Data items:
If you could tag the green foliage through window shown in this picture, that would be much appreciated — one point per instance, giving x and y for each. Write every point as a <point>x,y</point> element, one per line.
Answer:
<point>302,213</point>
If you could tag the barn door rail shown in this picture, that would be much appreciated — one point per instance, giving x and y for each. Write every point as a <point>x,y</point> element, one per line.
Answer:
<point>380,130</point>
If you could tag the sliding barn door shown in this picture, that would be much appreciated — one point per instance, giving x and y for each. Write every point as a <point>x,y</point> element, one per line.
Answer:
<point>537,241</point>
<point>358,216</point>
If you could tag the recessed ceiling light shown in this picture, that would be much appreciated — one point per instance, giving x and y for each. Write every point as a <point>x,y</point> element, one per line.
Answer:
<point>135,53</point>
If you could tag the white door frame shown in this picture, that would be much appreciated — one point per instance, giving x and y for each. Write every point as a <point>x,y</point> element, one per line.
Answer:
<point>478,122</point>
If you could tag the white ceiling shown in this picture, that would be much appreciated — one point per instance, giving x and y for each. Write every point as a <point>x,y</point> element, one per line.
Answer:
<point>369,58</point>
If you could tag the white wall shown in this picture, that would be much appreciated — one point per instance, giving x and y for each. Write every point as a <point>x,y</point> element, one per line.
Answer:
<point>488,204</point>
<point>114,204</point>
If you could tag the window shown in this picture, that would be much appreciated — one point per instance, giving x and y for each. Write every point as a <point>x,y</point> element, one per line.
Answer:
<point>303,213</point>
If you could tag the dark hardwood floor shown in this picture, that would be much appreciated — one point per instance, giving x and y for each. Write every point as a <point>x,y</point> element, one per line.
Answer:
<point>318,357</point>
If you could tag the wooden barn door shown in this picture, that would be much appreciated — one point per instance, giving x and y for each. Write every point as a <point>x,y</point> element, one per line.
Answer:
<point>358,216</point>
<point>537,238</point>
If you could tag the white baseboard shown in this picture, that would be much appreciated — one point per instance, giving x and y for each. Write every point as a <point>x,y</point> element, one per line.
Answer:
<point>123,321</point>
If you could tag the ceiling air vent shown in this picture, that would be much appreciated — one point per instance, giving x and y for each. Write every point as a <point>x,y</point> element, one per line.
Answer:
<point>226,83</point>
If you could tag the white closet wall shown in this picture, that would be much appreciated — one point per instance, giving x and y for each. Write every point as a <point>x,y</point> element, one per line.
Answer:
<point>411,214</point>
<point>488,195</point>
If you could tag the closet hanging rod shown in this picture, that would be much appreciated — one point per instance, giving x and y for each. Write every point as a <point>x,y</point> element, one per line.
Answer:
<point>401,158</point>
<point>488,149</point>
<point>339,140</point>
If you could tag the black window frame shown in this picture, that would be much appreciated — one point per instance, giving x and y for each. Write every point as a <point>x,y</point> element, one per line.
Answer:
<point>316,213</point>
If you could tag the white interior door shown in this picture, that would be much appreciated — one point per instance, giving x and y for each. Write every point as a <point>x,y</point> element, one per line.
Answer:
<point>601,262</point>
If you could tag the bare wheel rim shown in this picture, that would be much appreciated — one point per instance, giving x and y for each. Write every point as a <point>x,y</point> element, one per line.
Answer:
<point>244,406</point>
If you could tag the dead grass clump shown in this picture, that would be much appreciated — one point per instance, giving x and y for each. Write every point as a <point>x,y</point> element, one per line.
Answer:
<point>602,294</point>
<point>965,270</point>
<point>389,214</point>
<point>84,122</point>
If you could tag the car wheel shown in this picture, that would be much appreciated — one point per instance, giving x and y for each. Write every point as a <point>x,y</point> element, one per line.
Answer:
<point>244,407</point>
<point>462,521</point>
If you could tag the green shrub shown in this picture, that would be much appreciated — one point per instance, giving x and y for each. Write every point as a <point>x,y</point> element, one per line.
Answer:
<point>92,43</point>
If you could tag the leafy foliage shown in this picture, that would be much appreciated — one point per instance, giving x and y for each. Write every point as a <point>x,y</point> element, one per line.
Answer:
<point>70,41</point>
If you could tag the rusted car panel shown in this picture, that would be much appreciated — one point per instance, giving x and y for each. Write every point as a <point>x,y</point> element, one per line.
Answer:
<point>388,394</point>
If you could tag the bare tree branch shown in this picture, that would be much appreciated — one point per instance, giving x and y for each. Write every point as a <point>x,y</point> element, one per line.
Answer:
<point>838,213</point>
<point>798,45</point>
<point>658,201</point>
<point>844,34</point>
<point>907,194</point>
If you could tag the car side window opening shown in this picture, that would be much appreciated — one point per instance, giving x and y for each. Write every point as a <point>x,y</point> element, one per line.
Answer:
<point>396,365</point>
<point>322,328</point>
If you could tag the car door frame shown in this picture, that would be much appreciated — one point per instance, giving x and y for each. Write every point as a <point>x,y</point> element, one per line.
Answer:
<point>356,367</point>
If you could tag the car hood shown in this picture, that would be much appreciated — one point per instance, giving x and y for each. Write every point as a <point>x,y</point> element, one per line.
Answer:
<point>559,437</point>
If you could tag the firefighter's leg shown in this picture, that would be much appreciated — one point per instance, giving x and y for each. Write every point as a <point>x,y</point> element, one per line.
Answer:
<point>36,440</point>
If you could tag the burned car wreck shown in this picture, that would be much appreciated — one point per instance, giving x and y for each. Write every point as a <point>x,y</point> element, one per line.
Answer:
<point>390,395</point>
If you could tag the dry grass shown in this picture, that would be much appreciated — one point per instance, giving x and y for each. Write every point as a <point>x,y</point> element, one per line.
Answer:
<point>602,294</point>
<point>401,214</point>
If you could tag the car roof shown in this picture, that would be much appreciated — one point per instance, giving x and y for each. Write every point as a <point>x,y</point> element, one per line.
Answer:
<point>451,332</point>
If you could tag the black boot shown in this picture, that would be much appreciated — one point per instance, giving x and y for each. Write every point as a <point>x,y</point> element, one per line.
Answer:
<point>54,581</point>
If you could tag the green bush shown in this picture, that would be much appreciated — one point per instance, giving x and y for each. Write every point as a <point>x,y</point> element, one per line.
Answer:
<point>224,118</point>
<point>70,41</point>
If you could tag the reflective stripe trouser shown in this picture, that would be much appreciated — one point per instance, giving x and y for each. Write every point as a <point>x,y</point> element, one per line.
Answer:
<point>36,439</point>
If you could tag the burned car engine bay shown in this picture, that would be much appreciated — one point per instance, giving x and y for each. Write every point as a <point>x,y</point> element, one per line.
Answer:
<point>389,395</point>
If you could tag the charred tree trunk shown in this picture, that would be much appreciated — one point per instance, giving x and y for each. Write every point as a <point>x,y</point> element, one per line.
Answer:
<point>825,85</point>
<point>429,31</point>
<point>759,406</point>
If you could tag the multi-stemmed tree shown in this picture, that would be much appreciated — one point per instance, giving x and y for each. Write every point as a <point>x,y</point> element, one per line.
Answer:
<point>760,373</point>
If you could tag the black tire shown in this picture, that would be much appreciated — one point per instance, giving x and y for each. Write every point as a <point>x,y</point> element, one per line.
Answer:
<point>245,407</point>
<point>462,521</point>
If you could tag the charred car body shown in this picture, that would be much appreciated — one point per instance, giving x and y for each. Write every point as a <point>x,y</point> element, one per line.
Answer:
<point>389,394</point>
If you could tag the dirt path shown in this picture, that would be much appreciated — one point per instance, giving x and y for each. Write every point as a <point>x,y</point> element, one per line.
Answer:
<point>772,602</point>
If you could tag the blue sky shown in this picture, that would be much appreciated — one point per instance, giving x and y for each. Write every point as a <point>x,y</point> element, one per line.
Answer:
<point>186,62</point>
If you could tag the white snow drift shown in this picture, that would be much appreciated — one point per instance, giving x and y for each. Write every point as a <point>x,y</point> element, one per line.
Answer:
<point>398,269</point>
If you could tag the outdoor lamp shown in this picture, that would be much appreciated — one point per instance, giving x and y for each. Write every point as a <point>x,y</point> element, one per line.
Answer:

What to produce:
Rewrite every line of the data items above as one numbered list, skipping blank lines.

Exercise answer:
1. If you could tag the green foliage through window shown in this picture, that would be much appreciated — one point per instance, giving x and y for each. Write every point as a <point>x,y</point> element, one per line.
2. Answer:
3. <point>302,213</point>
4. If you could tag the barn door rail shown in this picture, that would be much appreciated — one point per instance, giving x and y for each. Write every point as a <point>x,y</point> element, one per line.
5. Answer:
6. <point>380,130</point>
7. If you could tag the sliding barn door shown in this picture, that would be much appreciated — one point per instance, giving x and y for each. Write every point as a <point>x,y</point> element, one per line.
8. Answer:
9. <point>537,241</point>
10. <point>358,216</point>
11. If you could tag the recessed ceiling light shown in this picture, that would be much appreciated — one point per instance, giving x and y for each. Write every point as a <point>x,y</point> element, one per line.
12. Answer:
13. <point>135,53</point>
14. If you could tag the white door frame shown in this picture, that would be much appreciated — one point per instance, giving x and y for each. Write every point as a <point>x,y</point> element, one per line.
15. Answer:
16. <point>478,122</point>
17. If you could tag the white ceiling shown in this picture, that would be much appreciated — one point per instance, giving x and y for each. Write every point as a <point>x,y</point> element, one per line.
18. Answer:
19. <point>369,58</point>
20. If you could tag the white wall shown in this picture, that would be much appreciated — one point per instance, giving x and y for each. Write every point as a <point>x,y</point> element, one per line.
21. Answer:
22. <point>488,204</point>
23. <point>114,204</point>
24. If you could tag the window shown in this picture, that would be much appreciated — one point per instance, giving x and y for each. Write every point as a <point>x,y</point> element, one per line.
25. Answer:
26. <point>303,213</point>
27. If you could tag the dark hardwood floor shown in this picture, that would be much appreciated — one point per instance, giving x and y for each. Write every point as a <point>x,y</point> element, one per line.
28. Answer:
29. <point>318,357</point>
30. If you could tag the wooden barn door shown in this picture, that would be much appreciated — one point per instance, giving x and y for each. Write every point as a <point>x,y</point> element, one per line.
31. Answer:
32. <point>358,216</point>
33. <point>537,238</point>
34. If you could tag the white baseboard shown in this picture, that would be much appreciated — one point per instance, giving x and y for each. Write every point as a <point>x,y</point> element, one per line.
35. Answer:
36. <point>123,321</point>
37. If you could tag the ceiling air vent shown in this picture, that would be much appreciated — one point per instance, giving x and y for each. Write every point as a <point>x,y</point> element, one per line.
38. Answer:
39. <point>226,83</point>
40. If you could tag the white closet wall shown in this picture, that would be much appreciated — one point per instance, giving x and y for each. Write every point as a <point>x,y</point> element, one per line.
41. Answer:
42. <point>411,214</point>
43. <point>488,195</point>
44. If you could tag the closet hanging rod shown in this picture, that would be much appreciated — one point per instance, giving x and y for each. Write every point as a <point>x,y</point> element, one per line.
45. Answer:
46. <point>401,158</point>
47. <point>488,149</point>
48. <point>339,140</point>
49. If you could tag the black window frame shown in this picture, that would be much appreciated — one point per instance, giving x and y for each. Write every point as a <point>x,y</point> element, one per line.
50. Answer:
51. <point>316,213</point>
52. If you could tag the white interior door shown in this picture, that would be much appreciated — one point per instance, giving x and y for each. Write every point as a <point>x,y</point> element, one per line.
53. Answer:
54. <point>601,262</point>
55. If you could tag the bare wheel rim shown in this picture, that would be much appreciated — one point per instance, giving x and y for each. Write every point as a <point>x,y</point> element, one per line.
56. Answer:
57. <point>244,406</point>
58. If you could tag the dead grass clump shown in this picture, that would be much appreciated — one point per instance, giving x and y for each. Write every point as a <point>x,y</point> element, one per line.
59. Answer:
60. <point>602,294</point>
61. <point>965,270</point>
62. <point>389,214</point>
63. <point>84,122</point>
64. If you could tag the car wheel shown in this picture, that would be much appreciated — one point per instance, giving x and y for each. Write every point as a <point>x,y</point> element, one per line.
65. Answer:
66. <point>244,407</point>
67. <point>462,521</point>
68. If you could tag the green shrub shown in this picture, that would be much appreciated — one point per instance, giving x and y for each. Write every point as a <point>x,y</point> element, one per line.
69. Answer:
70. <point>92,43</point>
71. If you could tag the leafy foliage shown in this picture, that would be much appreciated — one point per instance, giving x and y for each. Write every point as a <point>x,y</point> element, one per line.
72. Answer:
73. <point>70,41</point>
74. If you could tag the rusted car panel shown in this picture, that would be much appreciated — one point per instance, giving x and y for each. Write every point as a <point>x,y</point> element, one per line.
75. Answer:
76. <point>388,394</point>
77. If you could tag the bare tree branch shown in this picture, that would be much appreciated — one point per instance, giving x and y for each. Write every point as a <point>x,y</point> element, one per line.
78. Answer:
79. <point>838,213</point>
80. <point>798,45</point>
81. <point>658,201</point>
82. <point>844,34</point>
83. <point>907,194</point>
84. If you could tag the car side window opening shown in this picture, that would be much appreciated — one point per instance, giving x and y for each. Write every point as a <point>x,y</point> element, one per line.
85. Answer:
86. <point>396,365</point>
87. <point>322,328</point>
88. If you could tag the car door frame shown in this picture, that would be much appreciated — one point per instance, giving x and y for each. Write every point as a <point>x,y</point> element, one per line.
89. Answer:
90. <point>356,367</point>
91. If you could tag the car hood shown in this picture, that would be much appreciated — one point per instance, giving x and y for each. Write every point as a <point>x,y</point> element, one per line.
92. Answer:
93. <point>559,437</point>
94. If you could tag the firefighter's leg shown in this picture, that would be much appreciated — one point per instance, giving x and y for each. Write every point as a <point>x,y</point> element, one per line.
95. Answer:
96. <point>36,440</point>
97. If you could tag the burned car wreck shown in this picture, that would be much appreciated — one point per instance, giving x and y for each. Write every point as a <point>x,y</point> element, one per line.
98. Answer:
99. <point>390,395</point>
100. If you could tag the dry grass shown in this picture, that would be much appreciated — one point per instance, giving x and y for each. Write every point as a <point>x,y</point> element, one per line.
101. Answer:
102. <point>602,294</point>
103. <point>401,214</point>
104. If you could tag the car roof shown in this picture, that would be much appreciated — one point per instance, giving x and y for each. Write every point as a <point>x,y</point> element, one per line.
105. Answer:
106. <point>451,332</point>
107. If you could tag the black boot shown in this picture, that would be much appreciated — one point per instance, giving x and y for each. Write every point as a <point>x,y</point> element, one per line.
108. Answer:
109. <point>54,581</point>
110. If you could tag the green bush shown in this picture, that would be much appreciated — one point per instance, giving x and y for each. Write every point as a <point>x,y</point> element, one per line.
111. Answer:
112. <point>224,118</point>
113. <point>70,41</point>
114. If you could tag the reflective stripe trouser shown in this picture, that would be much appreciated — one point per instance, giving x and y for each. Write every point as a <point>x,y</point> element, one per line.
115. Answer:
116. <point>36,439</point>
117. If you could tag the burned car engine bay shown in this picture, that would be much appreciated — one point per instance, giving x and y for each. Write every point as a <point>x,y</point> element, one per line.
118. Answer:
119. <point>389,395</point>
120. If you could tag the charred tree trunk shown in this picture, that would be much appreciated — one point per instance, giving x and y for each. Write every point as a <point>x,y</point> element, one per line.
121. Answer:
122. <point>825,85</point>
123. <point>429,31</point>
124. <point>759,406</point>
125. If you could tag the multi-stemmed tree shown in this picture, that would be much appreciated — one point per instance, giving x and y for each. Write every point as a <point>x,y</point> element, one per line.
126. Answer:
127. <point>760,373</point>
128. If you could tag the black tire shown in this picture, that would be much appreciated — one point per instance, giving x and y for each. Write every point as a <point>x,y</point> element, one per line.
129. Answer:
130. <point>245,407</point>
131. <point>462,521</point>
132. If you could tag the charred car body shown in this picture, that would be much appreciated — one point per instance, giving x and y for each. Write every point as a <point>x,y</point> element, one per line.
133. Answer:
134. <point>389,394</point>
135. If you could tag the dirt path shown in this picture, that would be much appreciated — one point per instance, giving x and y for each. Write every point as a <point>x,y</point> element, one per line.
136. Answer:
137. <point>772,602</point>
138. If you could tag the blue sky shown in this picture, that would be much appreciated — one point per instance, giving x and y for each. Write every point as a <point>x,y</point> element, one per line.
139. Answer:
140. <point>186,62</point>
141. If you could tag the white snow drift shown in this picture, that would be much appreciated — one point per instance, giving x and y for each. Write every point as a <point>x,y</point> element, one per line.
142. Answer:
143. <point>398,269</point>
144. If you could tag the outdoor lamp shown in this picture, that would be much appreciated — one point per instance, giving x and y for each. Write every point as a <point>x,y</point> element, one per line.
145. Answer:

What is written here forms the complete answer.